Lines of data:
===============
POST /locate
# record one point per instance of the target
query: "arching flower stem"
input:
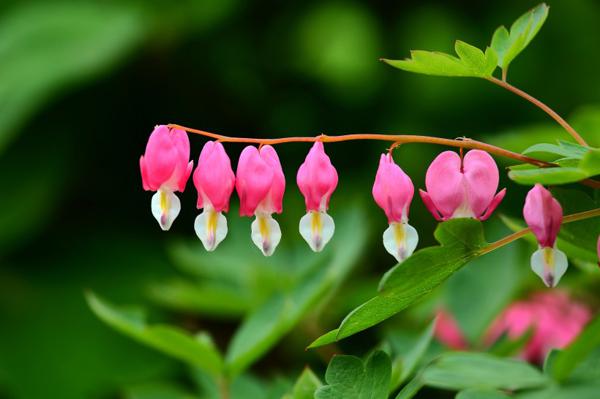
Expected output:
(396, 139)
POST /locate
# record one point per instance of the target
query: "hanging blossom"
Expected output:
(260, 184)
(214, 180)
(552, 318)
(543, 215)
(459, 188)
(317, 179)
(165, 168)
(393, 192)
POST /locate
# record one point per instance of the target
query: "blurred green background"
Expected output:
(83, 83)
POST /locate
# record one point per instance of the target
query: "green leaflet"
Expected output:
(509, 44)
(305, 386)
(404, 365)
(265, 326)
(469, 370)
(575, 163)
(471, 62)
(196, 350)
(349, 377)
(461, 240)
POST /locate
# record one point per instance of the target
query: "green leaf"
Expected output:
(583, 391)
(481, 394)
(265, 326)
(493, 280)
(349, 378)
(590, 163)
(305, 386)
(214, 298)
(157, 390)
(471, 62)
(196, 350)
(529, 175)
(457, 371)
(411, 280)
(45, 46)
(562, 149)
(509, 44)
(410, 389)
(408, 362)
(565, 362)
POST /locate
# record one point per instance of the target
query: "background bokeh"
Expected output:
(83, 83)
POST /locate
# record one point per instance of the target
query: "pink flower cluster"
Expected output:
(457, 187)
(552, 318)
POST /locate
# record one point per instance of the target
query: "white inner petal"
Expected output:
(317, 229)
(265, 233)
(550, 264)
(165, 208)
(211, 228)
(400, 240)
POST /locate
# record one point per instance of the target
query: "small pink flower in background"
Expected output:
(260, 184)
(317, 179)
(543, 215)
(165, 168)
(448, 332)
(393, 192)
(214, 180)
(462, 187)
(553, 318)
(598, 249)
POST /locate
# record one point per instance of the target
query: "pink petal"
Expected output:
(444, 182)
(166, 159)
(393, 190)
(481, 175)
(317, 178)
(493, 205)
(254, 179)
(274, 200)
(448, 332)
(214, 178)
(543, 215)
(430, 205)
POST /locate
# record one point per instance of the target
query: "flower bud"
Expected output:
(260, 184)
(543, 215)
(214, 180)
(317, 179)
(462, 187)
(393, 192)
(165, 168)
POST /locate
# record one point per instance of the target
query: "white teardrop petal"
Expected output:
(165, 208)
(211, 228)
(400, 240)
(550, 264)
(317, 229)
(266, 233)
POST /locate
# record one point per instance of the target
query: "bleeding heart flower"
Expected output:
(543, 215)
(165, 168)
(260, 184)
(214, 180)
(317, 179)
(393, 192)
(553, 319)
(462, 187)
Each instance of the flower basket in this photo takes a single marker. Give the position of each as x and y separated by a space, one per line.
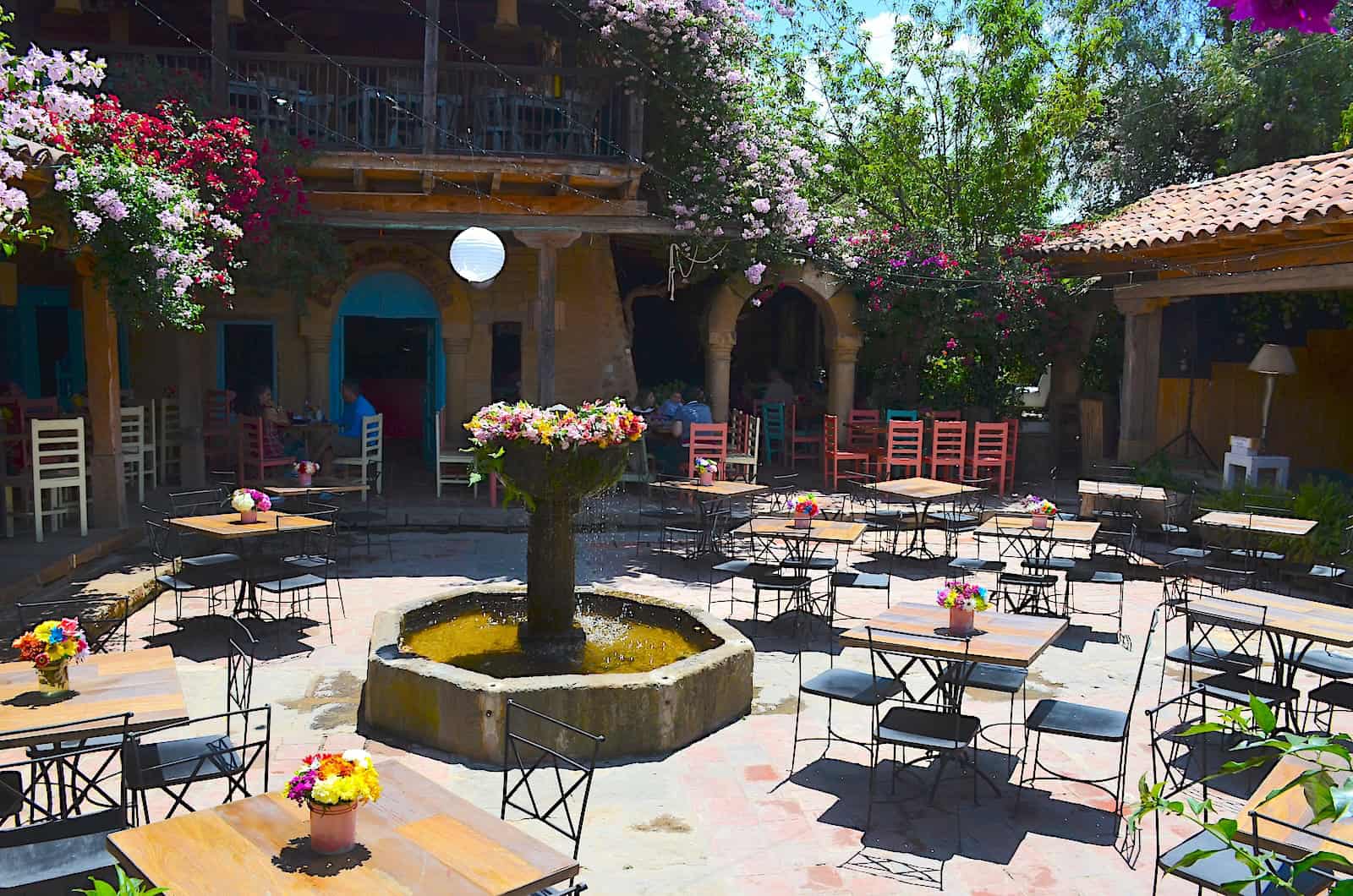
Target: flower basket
54 679
333 828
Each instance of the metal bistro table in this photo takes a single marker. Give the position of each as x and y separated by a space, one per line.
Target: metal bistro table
227 527
919 490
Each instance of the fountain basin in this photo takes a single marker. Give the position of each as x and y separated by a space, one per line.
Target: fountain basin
642 713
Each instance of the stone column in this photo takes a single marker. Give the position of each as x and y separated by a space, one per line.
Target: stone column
841 380
108 497
189 349
719 355
1141 376
547 244
317 369
457 390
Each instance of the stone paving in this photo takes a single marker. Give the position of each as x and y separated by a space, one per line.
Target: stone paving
721 817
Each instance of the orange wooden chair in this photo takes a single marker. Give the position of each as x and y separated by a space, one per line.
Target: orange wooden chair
254 463
708 440
989 451
1010 456
906 444
834 456
802 445
949 448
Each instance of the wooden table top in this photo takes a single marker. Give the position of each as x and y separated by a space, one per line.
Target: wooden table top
1291 616
920 489
1007 639
1257 522
291 488
1069 531
1120 490
142 682
721 488
417 838
1290 807
227 526
825 531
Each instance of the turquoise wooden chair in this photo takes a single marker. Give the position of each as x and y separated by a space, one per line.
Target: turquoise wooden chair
775 430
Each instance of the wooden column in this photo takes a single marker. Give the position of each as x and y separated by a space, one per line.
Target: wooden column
108 497
1141 376
430 40
221 52
547 244
719 355
191 352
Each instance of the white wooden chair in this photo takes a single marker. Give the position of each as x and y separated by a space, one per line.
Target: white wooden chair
748 447
452 463
171 440
372 451
58 467
134 448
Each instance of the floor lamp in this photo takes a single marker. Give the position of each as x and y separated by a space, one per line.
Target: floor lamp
1272 360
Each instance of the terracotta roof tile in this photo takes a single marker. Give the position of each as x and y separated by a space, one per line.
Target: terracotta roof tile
1289 191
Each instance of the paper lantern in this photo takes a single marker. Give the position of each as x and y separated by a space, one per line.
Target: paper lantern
478 254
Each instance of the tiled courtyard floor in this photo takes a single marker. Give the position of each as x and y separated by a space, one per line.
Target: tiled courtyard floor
720 817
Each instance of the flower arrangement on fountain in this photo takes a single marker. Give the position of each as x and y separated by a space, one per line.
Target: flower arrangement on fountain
962 600
51 647
249 502
333 785
1041 509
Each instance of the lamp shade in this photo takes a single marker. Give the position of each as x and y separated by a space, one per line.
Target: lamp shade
478 254
1274 359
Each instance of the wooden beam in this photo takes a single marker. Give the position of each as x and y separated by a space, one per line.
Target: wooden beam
1323 276
432 11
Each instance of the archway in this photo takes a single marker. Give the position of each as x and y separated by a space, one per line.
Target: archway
387 335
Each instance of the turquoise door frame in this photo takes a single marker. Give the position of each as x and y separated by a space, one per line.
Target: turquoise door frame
390 294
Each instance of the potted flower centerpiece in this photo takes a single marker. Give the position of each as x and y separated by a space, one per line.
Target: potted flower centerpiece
306 472
333 785
551 459
964 600
1042 511
249 502
52 647
805 508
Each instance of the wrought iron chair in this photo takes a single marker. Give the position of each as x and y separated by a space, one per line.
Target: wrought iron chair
567 774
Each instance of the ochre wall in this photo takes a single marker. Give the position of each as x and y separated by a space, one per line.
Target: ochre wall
1312 420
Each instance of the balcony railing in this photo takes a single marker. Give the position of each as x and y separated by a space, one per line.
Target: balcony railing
363 105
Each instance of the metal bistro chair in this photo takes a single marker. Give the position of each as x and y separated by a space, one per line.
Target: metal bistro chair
175 765
539 745
65 835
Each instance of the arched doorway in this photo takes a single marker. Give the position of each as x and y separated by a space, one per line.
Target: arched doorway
387 335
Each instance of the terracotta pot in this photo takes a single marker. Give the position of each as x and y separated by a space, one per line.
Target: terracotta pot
54 679
333 828
960 620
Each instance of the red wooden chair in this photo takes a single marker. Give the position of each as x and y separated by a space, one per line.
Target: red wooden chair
708 440
834 456
252 458
989 451
802 445
1010 456
949 444
906 444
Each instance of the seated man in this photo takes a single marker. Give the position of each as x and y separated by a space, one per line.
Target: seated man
347 441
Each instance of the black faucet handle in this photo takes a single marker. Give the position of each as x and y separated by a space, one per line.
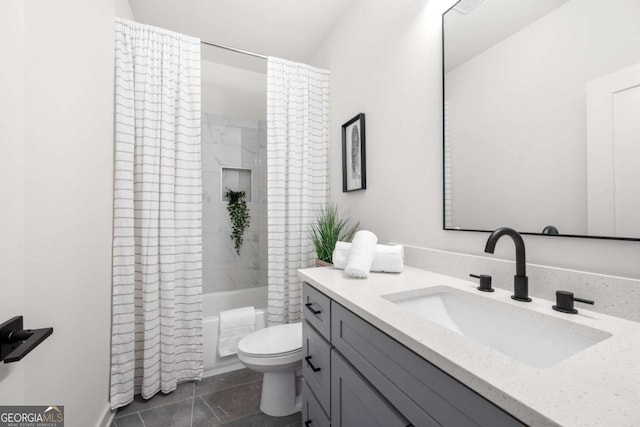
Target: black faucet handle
564 302
485 282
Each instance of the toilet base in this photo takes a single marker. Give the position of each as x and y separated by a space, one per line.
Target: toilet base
279 397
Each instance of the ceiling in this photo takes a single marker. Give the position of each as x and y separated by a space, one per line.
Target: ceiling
289 29
491 21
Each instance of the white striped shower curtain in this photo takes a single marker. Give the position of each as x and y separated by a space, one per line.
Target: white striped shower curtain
297 177
157 230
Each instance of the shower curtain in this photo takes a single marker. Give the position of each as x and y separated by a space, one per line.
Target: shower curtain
157 231
297 177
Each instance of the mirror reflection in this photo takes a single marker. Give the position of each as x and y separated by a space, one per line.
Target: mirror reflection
542 116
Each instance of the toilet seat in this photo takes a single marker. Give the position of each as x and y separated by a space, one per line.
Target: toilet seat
273 342
276 352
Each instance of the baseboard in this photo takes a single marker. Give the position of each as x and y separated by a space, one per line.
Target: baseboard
107 418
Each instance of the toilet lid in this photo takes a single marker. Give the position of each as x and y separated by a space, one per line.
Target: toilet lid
281 339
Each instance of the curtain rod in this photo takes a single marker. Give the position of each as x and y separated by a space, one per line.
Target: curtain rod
233 49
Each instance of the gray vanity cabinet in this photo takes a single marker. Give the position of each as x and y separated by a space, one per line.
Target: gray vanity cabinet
359 376
355 403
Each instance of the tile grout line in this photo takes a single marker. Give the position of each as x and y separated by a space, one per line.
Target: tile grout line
212 411
228 387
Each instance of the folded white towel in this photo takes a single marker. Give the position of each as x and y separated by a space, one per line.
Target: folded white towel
361 254
386 258
235 325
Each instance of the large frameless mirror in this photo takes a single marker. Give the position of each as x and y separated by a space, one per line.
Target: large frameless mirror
542 117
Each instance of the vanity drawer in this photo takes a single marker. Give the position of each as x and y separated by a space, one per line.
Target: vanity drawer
316 365
312 413
317 310
422 392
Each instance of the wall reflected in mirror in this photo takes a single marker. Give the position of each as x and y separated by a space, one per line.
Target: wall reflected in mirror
542 116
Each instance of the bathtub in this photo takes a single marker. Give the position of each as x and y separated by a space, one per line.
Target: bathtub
213 304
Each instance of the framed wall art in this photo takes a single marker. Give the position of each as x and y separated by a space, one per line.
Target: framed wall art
354 172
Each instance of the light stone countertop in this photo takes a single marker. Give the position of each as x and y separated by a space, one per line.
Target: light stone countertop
599 386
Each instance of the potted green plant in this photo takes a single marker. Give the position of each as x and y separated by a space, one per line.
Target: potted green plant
239 216
330 227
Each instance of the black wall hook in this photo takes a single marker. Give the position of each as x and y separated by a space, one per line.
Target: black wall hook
16 342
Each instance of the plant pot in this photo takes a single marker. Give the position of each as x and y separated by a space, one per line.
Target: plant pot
321 263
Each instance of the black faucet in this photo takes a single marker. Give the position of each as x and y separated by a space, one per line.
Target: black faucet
520 280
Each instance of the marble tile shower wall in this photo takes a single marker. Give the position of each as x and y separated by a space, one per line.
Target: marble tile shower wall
233 143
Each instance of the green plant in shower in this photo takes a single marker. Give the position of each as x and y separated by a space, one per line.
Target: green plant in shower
239 216
331 227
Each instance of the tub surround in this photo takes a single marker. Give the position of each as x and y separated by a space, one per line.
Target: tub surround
233 143
616 296
596 387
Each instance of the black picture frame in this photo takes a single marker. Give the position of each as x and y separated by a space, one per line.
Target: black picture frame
354 171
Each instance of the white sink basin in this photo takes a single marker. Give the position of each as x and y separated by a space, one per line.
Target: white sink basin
529 337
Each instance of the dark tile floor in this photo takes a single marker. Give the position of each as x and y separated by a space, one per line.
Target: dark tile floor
231 399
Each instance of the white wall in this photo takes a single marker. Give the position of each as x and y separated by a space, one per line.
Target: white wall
11 185
385 60
233 92
522 162
63 175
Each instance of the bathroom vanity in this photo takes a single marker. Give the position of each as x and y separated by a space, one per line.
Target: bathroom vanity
370 359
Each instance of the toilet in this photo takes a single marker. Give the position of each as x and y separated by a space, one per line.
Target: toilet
275 351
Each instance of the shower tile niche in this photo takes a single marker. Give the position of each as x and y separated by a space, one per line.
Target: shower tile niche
233 156
236 179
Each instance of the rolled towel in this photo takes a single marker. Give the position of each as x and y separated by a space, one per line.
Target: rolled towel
387 258
234 325
361 254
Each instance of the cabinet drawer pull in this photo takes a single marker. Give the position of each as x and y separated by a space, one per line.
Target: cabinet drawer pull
309 304
313 368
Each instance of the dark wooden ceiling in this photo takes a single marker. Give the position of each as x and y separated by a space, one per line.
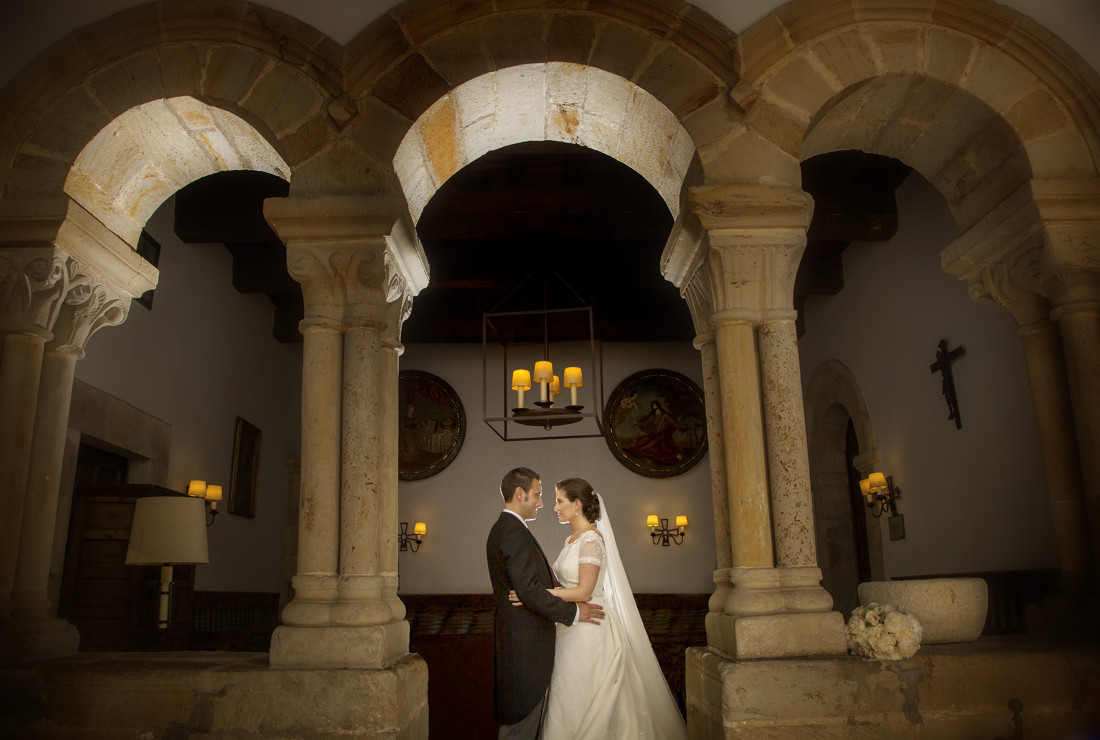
===============
» THE REQUEST: Tally the rows above that contain the word "drawer". Reply with the number alone.

» RESPONSE TO THIS EXERCISE: 4